Gather every line in the material below that contains the string "sunglasses", and copy each one out.
--- start Data to use ---
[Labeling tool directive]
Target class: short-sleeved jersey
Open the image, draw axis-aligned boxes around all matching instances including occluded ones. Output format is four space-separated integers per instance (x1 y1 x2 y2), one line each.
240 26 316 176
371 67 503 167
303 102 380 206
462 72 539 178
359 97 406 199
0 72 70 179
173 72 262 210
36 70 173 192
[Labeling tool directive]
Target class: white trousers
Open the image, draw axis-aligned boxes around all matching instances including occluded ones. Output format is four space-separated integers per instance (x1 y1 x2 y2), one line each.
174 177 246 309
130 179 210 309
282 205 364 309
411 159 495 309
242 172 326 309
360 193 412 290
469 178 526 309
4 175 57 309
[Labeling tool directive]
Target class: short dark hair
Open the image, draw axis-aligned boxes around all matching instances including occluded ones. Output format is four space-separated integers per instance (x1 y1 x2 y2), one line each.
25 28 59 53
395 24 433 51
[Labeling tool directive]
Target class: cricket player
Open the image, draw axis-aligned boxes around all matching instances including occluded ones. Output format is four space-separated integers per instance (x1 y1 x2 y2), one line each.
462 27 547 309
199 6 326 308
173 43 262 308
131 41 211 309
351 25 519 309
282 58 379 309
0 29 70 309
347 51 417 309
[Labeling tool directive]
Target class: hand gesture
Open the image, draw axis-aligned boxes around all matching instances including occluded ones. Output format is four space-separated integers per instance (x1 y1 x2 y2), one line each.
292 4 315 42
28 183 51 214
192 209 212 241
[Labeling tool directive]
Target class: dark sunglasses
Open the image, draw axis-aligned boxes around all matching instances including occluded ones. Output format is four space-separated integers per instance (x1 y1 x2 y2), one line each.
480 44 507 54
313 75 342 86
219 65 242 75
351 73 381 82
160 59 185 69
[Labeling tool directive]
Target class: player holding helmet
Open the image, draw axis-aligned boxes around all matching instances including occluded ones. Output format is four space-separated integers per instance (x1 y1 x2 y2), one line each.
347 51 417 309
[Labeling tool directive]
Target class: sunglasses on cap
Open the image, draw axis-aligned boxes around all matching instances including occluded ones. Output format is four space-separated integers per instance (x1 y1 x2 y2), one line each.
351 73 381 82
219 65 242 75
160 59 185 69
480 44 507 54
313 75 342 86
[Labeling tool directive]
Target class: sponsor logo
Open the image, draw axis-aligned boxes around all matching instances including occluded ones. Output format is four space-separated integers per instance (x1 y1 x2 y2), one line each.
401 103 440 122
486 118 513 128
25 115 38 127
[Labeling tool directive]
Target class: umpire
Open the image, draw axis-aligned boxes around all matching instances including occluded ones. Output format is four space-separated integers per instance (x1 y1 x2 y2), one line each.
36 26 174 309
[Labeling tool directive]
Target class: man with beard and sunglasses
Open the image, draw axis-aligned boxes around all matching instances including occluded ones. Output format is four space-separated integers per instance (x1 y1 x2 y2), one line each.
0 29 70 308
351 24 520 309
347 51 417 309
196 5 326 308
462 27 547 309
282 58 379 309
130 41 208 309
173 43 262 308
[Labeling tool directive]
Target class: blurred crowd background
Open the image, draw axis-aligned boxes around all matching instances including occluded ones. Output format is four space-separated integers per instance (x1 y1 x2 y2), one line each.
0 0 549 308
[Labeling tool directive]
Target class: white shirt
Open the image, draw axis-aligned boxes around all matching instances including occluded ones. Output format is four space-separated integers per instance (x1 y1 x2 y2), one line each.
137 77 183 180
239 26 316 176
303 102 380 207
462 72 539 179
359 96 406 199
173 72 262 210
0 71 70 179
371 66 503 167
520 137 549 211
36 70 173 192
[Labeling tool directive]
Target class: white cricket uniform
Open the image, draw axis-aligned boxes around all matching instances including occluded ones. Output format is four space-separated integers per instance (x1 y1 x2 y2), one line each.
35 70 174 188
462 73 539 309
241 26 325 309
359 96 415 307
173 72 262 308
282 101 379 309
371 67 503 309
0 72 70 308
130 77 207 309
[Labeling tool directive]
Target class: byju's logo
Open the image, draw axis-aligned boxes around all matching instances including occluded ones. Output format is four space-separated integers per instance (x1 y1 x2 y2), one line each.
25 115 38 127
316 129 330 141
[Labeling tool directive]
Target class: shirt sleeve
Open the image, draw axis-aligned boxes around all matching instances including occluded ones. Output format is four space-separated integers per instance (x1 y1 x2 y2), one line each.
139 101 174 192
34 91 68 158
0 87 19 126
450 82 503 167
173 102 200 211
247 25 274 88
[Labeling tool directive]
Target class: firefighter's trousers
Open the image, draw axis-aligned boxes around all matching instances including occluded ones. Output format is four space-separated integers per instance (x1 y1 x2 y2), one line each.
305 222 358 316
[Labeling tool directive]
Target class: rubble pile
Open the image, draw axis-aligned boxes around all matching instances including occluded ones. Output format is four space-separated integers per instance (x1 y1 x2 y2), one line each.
--- end Data to use ---
- [Exercise response]
Target class: dark sunglasses
Target class: sunglasses on cap
Target class: man with beard and sunglasses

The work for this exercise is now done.